Each line of the data below from the one holding "Dear assistant, the user would like the side mirror" to the one holding "Dear assistant, the user would like the caregiver's", inclusive, is to be reproduced exactly; no other line belongs in the answer.

────

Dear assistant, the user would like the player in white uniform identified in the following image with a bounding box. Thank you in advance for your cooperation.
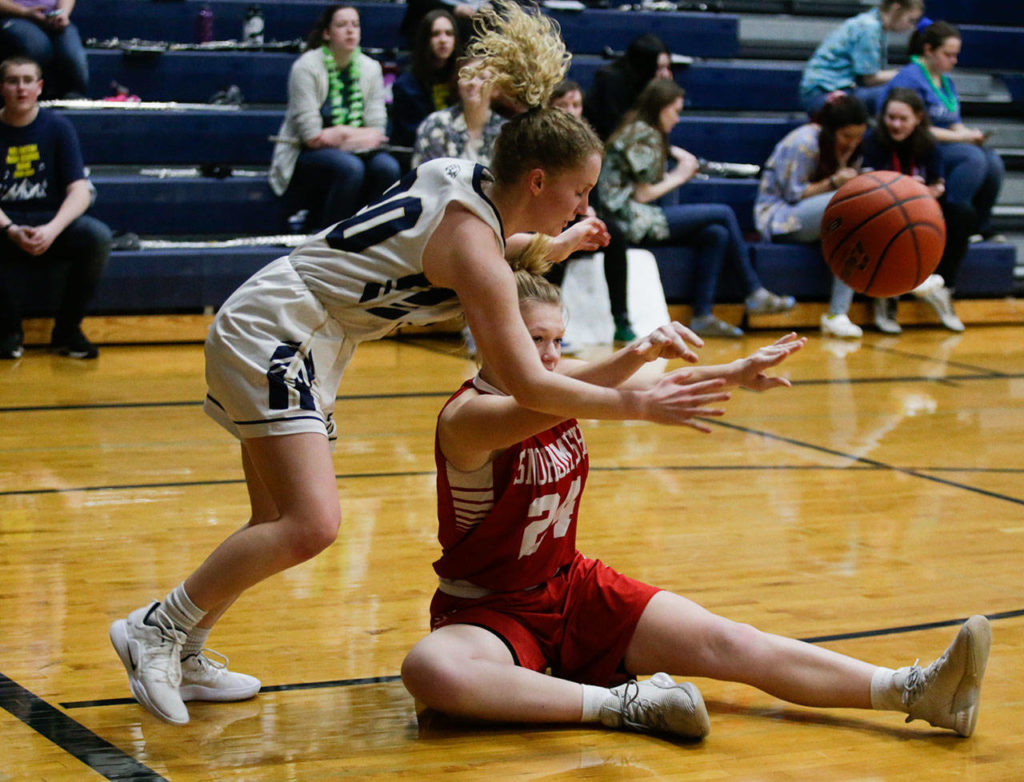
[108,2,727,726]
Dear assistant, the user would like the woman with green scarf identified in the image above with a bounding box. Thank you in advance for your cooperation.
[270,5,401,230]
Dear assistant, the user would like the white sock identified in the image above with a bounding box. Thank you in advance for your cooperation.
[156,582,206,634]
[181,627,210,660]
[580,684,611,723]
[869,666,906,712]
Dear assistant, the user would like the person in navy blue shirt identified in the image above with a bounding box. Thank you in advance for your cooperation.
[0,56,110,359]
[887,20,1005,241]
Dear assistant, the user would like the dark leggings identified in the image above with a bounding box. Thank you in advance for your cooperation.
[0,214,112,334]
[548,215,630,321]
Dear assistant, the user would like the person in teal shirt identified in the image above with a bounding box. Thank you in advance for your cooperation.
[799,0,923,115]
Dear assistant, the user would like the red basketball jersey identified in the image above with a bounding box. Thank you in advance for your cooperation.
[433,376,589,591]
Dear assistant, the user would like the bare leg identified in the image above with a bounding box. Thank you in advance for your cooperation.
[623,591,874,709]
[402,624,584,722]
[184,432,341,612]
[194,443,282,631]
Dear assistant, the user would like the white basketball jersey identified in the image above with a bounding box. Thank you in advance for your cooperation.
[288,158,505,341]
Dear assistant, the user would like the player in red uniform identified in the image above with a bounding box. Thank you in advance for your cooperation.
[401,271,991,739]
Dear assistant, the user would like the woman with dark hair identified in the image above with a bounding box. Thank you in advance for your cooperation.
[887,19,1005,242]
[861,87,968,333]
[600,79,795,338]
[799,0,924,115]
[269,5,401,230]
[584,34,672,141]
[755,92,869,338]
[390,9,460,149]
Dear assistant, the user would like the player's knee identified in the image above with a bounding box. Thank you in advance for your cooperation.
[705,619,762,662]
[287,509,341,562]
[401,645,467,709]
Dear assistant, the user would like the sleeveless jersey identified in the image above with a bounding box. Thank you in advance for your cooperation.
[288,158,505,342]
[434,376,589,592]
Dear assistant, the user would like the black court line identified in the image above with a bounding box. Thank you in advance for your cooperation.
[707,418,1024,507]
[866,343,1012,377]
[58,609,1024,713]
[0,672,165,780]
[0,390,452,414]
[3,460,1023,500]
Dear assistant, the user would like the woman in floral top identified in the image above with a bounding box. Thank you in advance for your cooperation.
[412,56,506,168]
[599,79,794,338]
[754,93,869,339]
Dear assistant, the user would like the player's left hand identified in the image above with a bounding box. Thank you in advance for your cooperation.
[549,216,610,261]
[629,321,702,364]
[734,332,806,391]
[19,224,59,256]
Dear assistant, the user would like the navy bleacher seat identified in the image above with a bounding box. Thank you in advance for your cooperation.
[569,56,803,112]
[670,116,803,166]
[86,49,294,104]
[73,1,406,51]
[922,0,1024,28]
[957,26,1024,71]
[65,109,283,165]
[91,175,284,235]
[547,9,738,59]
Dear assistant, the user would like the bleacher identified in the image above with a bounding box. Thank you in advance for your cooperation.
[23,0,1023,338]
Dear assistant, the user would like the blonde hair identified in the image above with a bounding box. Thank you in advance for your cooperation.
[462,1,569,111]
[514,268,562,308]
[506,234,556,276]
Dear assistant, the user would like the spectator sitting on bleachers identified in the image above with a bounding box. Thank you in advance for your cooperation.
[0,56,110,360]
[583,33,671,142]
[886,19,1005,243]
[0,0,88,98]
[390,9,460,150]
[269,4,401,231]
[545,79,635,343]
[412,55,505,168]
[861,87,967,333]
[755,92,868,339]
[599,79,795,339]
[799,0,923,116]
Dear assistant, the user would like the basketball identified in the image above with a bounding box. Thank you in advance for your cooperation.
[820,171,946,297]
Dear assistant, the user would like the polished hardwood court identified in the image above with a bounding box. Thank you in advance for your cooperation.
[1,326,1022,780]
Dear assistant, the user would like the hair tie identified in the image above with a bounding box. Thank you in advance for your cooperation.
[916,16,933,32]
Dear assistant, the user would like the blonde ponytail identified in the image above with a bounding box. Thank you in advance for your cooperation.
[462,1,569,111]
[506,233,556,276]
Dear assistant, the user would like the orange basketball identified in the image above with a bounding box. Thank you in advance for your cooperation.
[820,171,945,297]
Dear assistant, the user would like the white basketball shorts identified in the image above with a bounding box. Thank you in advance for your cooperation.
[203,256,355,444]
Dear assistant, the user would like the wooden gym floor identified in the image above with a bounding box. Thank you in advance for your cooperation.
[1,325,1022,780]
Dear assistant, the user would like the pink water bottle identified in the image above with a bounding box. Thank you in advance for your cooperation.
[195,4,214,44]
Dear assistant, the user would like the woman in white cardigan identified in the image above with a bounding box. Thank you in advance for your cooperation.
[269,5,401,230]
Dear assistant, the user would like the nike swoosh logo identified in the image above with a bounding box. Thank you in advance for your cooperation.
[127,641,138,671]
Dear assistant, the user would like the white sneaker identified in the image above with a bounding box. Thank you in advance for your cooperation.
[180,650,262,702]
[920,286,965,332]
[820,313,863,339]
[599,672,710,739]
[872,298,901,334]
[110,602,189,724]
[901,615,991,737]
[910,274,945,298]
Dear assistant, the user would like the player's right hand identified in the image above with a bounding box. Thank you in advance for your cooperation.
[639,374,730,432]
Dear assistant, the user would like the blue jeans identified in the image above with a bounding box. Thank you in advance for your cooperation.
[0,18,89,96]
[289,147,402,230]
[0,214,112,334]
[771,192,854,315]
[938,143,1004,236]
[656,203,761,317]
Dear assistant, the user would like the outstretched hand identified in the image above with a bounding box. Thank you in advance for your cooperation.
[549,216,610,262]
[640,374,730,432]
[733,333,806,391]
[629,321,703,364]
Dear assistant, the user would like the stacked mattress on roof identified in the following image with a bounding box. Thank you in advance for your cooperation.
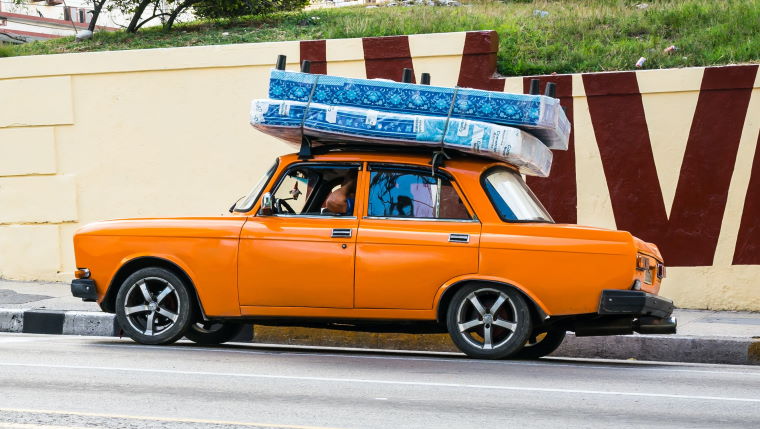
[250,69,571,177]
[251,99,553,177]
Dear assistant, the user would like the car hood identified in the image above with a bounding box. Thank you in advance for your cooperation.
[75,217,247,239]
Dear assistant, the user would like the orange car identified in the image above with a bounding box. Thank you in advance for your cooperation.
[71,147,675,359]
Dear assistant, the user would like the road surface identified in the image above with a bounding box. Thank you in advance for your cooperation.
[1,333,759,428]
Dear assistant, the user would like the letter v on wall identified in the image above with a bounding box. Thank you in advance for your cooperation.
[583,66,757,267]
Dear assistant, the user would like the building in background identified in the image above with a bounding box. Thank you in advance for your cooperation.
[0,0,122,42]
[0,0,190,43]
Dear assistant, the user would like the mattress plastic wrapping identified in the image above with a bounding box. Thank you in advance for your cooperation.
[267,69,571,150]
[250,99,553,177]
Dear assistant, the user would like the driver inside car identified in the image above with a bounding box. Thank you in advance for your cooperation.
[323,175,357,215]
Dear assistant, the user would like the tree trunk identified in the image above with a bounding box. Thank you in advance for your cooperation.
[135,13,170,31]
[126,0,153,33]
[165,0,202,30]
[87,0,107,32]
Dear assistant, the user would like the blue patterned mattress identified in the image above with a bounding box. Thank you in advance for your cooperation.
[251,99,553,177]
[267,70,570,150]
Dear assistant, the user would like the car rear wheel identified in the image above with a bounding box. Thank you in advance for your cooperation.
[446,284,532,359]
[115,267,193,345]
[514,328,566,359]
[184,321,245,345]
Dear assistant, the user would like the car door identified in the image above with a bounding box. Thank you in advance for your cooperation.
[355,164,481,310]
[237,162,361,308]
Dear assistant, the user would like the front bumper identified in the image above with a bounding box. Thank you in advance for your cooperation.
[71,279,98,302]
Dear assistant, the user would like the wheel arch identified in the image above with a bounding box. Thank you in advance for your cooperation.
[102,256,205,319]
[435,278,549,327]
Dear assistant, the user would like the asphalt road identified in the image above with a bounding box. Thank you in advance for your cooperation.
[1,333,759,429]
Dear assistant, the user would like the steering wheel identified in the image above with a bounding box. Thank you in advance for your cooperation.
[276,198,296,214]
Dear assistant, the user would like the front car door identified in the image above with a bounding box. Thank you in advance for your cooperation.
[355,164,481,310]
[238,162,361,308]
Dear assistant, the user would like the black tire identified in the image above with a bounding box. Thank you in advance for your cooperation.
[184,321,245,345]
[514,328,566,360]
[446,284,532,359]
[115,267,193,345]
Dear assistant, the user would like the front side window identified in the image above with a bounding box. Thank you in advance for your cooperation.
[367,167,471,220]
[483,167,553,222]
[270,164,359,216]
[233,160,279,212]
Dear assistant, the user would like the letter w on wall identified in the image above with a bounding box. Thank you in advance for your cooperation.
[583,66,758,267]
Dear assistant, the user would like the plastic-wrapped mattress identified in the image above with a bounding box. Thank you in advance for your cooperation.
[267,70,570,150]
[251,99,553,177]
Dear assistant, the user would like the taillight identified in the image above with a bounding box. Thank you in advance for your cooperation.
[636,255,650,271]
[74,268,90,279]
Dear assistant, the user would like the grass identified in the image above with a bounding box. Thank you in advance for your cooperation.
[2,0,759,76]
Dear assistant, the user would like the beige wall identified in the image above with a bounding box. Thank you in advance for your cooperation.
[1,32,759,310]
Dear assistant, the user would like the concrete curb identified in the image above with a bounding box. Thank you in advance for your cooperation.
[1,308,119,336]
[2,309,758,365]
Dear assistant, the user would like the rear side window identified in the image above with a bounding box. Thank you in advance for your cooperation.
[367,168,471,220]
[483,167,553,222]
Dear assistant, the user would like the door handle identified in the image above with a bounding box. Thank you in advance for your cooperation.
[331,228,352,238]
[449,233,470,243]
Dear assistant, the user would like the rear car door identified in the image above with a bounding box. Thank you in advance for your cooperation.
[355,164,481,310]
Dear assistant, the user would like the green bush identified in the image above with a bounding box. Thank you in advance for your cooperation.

────

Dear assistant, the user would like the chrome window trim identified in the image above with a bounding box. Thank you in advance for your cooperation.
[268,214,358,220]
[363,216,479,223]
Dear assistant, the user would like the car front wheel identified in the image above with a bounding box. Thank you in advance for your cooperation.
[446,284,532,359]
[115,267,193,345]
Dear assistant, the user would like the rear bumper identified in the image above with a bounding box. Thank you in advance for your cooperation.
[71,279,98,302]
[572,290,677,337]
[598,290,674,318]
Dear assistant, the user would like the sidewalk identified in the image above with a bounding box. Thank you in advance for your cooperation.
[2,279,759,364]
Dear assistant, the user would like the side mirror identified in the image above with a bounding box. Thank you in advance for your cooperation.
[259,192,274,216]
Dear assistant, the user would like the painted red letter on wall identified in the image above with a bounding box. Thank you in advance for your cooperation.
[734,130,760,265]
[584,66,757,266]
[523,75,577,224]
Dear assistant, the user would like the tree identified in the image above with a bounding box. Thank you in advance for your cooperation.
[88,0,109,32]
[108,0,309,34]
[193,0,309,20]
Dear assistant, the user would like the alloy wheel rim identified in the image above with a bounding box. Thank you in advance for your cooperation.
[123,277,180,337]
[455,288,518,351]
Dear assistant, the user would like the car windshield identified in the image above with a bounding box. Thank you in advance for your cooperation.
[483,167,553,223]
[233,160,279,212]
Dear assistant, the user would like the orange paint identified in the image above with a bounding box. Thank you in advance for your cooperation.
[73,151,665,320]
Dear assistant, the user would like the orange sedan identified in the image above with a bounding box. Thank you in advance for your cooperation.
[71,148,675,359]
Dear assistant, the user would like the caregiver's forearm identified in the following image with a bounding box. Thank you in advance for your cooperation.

────

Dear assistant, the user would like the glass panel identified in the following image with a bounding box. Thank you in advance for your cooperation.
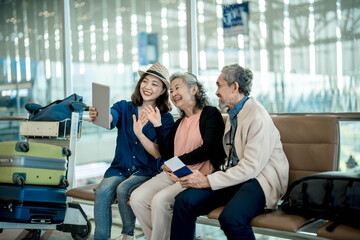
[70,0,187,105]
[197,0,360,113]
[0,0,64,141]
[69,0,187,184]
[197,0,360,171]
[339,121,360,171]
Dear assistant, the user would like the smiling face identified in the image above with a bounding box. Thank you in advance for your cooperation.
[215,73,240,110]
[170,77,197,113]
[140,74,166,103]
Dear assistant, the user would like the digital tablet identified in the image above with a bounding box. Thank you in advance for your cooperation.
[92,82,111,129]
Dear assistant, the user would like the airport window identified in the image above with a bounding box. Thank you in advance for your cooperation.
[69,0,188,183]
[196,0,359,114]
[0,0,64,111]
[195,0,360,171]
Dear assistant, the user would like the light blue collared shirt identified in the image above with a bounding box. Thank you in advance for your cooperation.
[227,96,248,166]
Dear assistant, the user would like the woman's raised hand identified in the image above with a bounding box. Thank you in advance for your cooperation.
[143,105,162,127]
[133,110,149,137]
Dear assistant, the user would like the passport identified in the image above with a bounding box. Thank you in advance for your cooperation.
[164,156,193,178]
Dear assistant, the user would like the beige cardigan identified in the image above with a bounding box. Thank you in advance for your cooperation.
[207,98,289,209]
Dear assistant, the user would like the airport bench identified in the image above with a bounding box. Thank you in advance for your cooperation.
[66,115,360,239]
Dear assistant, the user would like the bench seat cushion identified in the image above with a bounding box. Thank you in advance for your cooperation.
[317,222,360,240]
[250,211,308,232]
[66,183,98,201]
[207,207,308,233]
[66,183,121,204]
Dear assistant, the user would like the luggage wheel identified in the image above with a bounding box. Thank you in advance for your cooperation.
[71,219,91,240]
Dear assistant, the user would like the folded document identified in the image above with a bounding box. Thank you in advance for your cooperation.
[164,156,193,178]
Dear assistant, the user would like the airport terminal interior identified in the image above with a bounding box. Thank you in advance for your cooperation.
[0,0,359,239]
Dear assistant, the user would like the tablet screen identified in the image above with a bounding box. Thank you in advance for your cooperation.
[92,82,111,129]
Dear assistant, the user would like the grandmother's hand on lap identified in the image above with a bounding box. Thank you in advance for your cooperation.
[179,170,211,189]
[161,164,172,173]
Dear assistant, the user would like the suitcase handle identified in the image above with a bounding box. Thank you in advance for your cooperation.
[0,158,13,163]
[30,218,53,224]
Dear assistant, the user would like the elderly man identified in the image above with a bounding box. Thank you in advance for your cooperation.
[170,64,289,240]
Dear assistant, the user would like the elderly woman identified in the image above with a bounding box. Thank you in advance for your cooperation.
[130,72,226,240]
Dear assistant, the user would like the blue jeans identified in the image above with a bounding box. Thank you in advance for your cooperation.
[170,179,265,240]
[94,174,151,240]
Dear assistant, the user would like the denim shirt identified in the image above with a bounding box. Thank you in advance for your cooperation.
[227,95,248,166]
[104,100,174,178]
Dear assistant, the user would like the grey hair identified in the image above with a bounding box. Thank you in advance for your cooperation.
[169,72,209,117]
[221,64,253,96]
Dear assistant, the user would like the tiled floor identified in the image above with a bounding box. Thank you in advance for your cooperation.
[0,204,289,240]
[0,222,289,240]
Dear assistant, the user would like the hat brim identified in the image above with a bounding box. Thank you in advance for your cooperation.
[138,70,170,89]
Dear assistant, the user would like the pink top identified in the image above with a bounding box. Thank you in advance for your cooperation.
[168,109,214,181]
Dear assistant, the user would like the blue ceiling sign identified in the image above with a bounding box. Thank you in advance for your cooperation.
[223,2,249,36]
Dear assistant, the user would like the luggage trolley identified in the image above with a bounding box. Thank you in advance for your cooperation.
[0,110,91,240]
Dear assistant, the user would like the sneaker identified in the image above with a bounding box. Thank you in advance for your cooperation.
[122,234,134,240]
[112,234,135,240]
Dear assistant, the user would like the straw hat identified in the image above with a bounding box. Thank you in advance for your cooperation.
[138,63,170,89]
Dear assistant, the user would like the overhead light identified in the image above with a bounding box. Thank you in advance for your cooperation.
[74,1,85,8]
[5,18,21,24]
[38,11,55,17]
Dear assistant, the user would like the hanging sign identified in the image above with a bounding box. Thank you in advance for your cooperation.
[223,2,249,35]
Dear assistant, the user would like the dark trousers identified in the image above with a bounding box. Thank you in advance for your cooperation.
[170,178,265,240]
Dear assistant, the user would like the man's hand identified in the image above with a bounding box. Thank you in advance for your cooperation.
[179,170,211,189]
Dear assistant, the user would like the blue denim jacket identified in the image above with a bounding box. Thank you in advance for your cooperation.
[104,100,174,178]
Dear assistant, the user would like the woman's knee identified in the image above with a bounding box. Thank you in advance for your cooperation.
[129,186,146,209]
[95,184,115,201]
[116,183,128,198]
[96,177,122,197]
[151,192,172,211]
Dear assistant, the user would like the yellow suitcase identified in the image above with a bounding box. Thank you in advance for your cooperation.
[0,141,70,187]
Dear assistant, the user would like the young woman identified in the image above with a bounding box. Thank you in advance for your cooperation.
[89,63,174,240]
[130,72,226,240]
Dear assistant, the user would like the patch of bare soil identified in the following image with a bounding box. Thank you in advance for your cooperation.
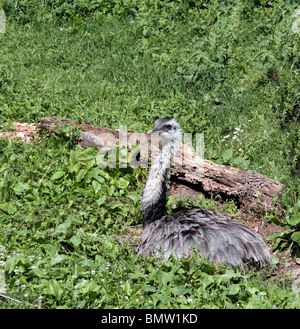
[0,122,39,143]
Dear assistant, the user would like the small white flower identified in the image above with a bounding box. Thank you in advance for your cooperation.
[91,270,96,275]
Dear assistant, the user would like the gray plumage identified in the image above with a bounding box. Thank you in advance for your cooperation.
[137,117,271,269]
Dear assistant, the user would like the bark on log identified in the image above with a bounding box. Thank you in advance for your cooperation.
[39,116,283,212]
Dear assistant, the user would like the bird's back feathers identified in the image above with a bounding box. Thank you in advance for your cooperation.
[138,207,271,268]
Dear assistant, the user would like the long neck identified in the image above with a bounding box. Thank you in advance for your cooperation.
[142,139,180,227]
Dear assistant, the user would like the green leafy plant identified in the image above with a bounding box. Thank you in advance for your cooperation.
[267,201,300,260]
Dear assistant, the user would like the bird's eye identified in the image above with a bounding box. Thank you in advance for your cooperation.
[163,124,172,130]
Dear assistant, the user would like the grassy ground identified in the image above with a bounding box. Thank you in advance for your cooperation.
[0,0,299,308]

────

__SOLUTION FOR THIS EXERCISE__
Dear assistant, the user would like the side mirror identified in the image above with a bounding box. Thank you in advance for your cooperation.
[259,192,274,216]
Dear assistant, the user would like the painted red letter on wall identified in the image above with a bounding box. Thank you in advance for your cooperation.
[734,130,760,265]
[584,66,757,266]
[523,75,577,224]
Dear assistant, the user would like the tree identified in the image above with a bounding box. Thank you in advance for your cooperation.
[88,0,109,32]
[108,0,309,34]
[193,0,309,20]
Dear assistant, the user would like the alloy wheel rim identified in the image above with a bounding box. Thank you in advance for your cooperation.
[123,277,180,337]
[455,288,518,351]
Dear assistant, the user would like the car windshield identified in the image above with a bounding box. Thank you in advance for your cooperation.
[483,167,553,223]
[233,160,279,212]
Dear assistant, the user would like the orange paint identified in the image above with a bounding box. Thank you in advance for your cooperation.
[73,151,665,320]
Dear assistant, the user would like the orange sedan identified in the image above with a bounding box. Thank you in advance for your cooperation.
[71,148,675,359]
Dear assistant, the user would like the caregiver's forearm identified in the following image with a bounding box. Thank you in advance for your cooperation.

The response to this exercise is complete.